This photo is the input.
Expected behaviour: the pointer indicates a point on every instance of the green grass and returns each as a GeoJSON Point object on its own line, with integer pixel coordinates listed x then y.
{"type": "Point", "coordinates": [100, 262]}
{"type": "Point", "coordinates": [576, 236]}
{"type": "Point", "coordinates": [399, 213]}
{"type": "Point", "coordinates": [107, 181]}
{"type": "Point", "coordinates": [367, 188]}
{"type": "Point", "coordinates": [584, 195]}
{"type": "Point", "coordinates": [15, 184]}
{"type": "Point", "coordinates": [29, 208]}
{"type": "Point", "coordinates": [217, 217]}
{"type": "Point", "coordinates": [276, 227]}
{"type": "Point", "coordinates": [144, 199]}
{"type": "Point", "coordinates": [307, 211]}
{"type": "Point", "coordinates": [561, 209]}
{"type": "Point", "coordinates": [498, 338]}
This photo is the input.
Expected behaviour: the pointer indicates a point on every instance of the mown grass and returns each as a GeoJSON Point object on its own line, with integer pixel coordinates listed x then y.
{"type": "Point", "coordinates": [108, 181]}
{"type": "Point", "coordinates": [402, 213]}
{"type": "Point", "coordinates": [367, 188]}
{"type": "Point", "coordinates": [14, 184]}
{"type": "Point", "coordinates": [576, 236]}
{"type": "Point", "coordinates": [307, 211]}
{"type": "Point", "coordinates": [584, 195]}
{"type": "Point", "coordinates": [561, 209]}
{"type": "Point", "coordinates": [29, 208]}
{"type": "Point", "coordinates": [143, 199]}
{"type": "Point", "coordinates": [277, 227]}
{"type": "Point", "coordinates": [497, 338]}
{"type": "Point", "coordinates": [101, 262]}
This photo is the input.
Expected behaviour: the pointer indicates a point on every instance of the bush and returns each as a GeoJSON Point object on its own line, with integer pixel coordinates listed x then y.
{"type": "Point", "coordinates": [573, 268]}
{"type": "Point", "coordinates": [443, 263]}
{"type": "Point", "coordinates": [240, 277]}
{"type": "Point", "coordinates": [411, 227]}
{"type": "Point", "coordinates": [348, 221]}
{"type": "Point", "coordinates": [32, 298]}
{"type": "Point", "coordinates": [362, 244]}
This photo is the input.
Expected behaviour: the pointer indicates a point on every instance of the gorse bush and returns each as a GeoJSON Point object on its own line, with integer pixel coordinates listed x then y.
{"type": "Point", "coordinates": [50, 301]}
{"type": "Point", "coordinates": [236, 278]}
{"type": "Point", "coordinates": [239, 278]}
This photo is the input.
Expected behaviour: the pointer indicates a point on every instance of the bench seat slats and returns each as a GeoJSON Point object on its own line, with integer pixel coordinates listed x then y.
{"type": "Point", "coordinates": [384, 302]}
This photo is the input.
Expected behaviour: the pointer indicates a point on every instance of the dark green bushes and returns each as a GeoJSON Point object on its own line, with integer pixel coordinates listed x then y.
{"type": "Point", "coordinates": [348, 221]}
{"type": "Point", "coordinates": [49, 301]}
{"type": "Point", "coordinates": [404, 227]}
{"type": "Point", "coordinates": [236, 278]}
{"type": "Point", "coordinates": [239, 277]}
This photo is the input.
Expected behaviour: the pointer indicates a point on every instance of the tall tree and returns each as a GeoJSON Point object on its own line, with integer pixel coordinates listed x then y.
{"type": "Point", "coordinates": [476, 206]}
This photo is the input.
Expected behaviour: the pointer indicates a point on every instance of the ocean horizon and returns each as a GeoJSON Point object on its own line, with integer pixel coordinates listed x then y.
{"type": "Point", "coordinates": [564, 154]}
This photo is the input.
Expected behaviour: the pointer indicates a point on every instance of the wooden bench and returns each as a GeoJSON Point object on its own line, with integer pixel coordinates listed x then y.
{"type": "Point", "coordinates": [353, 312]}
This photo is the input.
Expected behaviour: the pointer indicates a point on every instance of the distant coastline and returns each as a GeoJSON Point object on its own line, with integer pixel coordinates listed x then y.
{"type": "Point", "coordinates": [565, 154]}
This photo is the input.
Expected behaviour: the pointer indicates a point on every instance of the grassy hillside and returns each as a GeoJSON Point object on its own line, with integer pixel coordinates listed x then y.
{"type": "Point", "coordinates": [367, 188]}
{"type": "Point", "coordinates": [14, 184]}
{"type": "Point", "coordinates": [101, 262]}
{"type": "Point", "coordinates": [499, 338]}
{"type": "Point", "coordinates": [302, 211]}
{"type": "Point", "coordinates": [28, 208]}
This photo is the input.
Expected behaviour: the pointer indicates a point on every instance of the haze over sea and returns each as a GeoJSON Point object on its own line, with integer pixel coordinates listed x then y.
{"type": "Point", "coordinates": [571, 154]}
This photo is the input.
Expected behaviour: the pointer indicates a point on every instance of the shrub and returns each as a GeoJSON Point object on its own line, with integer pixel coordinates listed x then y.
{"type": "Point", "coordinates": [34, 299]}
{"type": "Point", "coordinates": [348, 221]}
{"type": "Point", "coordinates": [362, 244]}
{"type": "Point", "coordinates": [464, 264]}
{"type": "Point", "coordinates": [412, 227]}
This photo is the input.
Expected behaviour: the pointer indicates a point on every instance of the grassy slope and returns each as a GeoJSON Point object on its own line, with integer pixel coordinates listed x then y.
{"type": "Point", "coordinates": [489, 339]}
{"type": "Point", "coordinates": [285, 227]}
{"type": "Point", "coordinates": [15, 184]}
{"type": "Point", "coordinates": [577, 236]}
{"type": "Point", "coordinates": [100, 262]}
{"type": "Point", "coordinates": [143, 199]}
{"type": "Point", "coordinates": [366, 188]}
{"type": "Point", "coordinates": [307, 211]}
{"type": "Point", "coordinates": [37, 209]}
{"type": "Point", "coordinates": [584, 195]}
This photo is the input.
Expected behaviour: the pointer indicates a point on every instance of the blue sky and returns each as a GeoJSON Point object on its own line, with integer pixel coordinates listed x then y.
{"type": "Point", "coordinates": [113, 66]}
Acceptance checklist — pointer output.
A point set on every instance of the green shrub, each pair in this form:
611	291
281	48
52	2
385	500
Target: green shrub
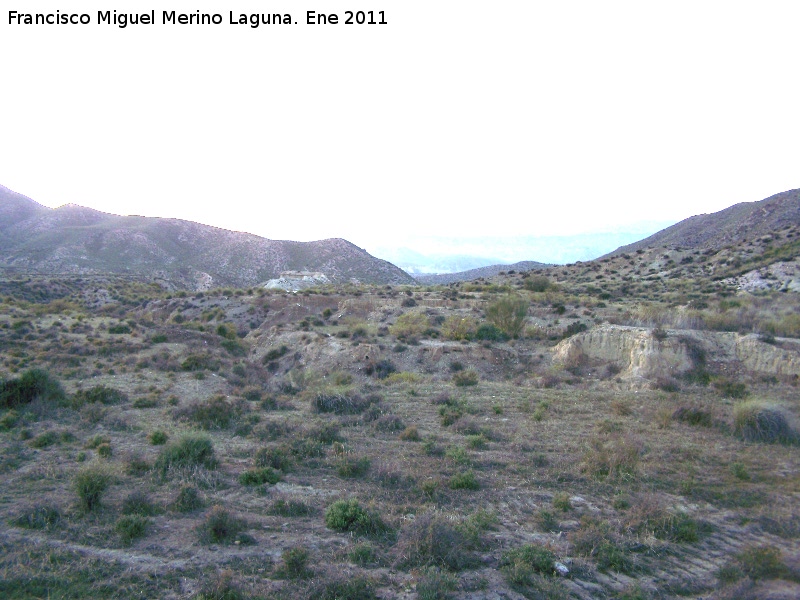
350	466
762	562
188	451
489	333
9	420
104	451
432	540
188	499
464	481
757	421
43	440
277	457
227	331
295	563
289	508
693	416
380	369
731	389
613	458
349	515
94	442
342	587
138	503
740	471
410	326
410	434
215	413
363	554
158	437
537	283
275	353
466	378
33	384
547	520
90	484
457	454
595	540
199	362
435	584
519	564
260	476
340	404
508	314
222	527
220	587
457	328
131	527
99	393
562	502
39	516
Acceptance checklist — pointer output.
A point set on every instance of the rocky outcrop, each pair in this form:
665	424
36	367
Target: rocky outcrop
643	353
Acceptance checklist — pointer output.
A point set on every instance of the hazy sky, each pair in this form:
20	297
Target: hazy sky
457	118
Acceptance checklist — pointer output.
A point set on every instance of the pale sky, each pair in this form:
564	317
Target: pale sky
458	118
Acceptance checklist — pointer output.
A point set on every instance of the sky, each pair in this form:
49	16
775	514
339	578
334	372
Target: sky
456	120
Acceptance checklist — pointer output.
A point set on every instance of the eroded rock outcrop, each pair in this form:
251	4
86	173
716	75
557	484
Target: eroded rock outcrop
643	353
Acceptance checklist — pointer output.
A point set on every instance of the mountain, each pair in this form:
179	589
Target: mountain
736	225
416	263
73	239
490	271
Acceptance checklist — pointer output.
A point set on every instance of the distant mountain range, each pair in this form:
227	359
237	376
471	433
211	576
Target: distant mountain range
75	240
490	271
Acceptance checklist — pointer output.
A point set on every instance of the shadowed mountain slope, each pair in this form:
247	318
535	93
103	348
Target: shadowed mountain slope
78	240
734	225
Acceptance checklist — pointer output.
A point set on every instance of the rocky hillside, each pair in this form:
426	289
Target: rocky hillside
735	225
77	240
472	274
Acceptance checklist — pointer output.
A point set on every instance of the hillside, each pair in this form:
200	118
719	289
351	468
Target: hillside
736	225
77	240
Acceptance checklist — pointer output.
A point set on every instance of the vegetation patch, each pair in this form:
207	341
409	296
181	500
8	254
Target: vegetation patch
190	450
758	421
350	516
33	384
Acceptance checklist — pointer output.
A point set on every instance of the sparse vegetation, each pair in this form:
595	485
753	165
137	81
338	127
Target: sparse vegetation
331	423
758	421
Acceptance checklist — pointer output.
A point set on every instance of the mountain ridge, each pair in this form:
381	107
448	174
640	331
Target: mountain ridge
733	225
73	239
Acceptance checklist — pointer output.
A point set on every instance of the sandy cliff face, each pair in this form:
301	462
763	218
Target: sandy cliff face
642	355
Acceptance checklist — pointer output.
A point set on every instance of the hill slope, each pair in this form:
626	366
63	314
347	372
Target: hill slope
490	271
735	225
78	240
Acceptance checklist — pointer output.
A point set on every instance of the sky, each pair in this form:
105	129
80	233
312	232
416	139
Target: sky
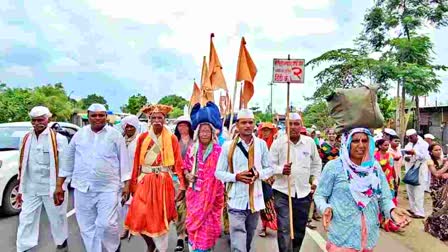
119	48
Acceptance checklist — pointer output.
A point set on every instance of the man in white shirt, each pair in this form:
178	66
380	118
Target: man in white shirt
38	169
97	160
417	155
303	171
249	164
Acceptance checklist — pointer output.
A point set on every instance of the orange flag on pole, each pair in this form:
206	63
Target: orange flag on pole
206	87
246	71
216	76
195	95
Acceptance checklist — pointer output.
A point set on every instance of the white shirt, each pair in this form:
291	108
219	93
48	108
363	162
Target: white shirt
37	175
305	160
97	162
239	193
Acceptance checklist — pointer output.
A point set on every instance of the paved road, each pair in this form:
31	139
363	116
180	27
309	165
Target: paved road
9	229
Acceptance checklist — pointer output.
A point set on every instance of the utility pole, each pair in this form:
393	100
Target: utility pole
271	84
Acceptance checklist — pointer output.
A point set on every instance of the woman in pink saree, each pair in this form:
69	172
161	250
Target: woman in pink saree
205	193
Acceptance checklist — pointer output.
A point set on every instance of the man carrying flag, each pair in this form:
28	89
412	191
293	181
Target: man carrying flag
303	172
243	163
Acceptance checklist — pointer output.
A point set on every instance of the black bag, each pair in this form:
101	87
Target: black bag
267	189
412	176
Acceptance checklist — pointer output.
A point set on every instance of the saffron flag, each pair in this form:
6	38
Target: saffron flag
245	71
215	75
195	95
206	87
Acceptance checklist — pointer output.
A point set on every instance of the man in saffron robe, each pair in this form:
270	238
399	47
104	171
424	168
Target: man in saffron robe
157	155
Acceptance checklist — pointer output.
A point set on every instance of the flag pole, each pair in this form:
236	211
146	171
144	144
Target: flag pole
291	227
232	105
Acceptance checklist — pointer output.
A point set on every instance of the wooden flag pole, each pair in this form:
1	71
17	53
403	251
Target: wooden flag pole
232	106
291	227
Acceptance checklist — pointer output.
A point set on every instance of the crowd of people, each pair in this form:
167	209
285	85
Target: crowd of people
209	181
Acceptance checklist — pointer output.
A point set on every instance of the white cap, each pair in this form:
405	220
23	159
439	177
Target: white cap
295	117
130	120
430	136
245	114
411	132
390	132
40	111
96	107
183	119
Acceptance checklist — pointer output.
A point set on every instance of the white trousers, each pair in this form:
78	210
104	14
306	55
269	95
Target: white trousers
416	195
97	216
29	219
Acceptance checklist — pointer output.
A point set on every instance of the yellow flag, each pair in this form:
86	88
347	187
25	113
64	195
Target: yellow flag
216	76
245	71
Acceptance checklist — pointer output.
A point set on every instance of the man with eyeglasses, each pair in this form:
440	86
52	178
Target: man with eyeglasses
303	171
97	161
243	164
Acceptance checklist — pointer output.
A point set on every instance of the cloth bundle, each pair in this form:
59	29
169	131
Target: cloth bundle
355	107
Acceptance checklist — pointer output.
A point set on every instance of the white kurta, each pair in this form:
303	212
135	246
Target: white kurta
305	160
98	164
238	195
416	194
38	179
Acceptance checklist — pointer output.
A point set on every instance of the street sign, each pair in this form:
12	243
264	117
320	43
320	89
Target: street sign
289	71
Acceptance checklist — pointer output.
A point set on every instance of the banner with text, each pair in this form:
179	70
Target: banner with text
292	71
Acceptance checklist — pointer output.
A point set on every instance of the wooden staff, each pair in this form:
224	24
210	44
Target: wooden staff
291	227
233	104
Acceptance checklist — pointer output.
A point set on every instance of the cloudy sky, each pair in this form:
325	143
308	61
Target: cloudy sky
119	48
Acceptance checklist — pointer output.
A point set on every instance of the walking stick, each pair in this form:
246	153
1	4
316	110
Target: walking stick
291	227
233	104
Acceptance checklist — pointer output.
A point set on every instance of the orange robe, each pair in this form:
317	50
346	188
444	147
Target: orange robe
153	205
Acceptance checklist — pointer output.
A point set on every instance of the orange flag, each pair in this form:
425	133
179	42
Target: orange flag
195	95
246	71
206	87
216	76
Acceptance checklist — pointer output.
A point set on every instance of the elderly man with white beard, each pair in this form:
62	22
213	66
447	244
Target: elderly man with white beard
38	170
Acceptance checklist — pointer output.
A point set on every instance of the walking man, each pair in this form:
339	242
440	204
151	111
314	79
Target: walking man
38	170
98	163
243	164
302	171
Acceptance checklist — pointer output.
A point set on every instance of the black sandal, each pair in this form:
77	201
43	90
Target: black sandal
180	247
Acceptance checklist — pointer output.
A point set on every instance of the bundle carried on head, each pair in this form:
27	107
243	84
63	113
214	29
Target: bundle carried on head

*Task instructions*:
Using the entries above, return each line that includes the word "head".

*Completed exercise*:
A point set on every instance of the bundle carried on head, each pair in this form:
Target: bundle carried on head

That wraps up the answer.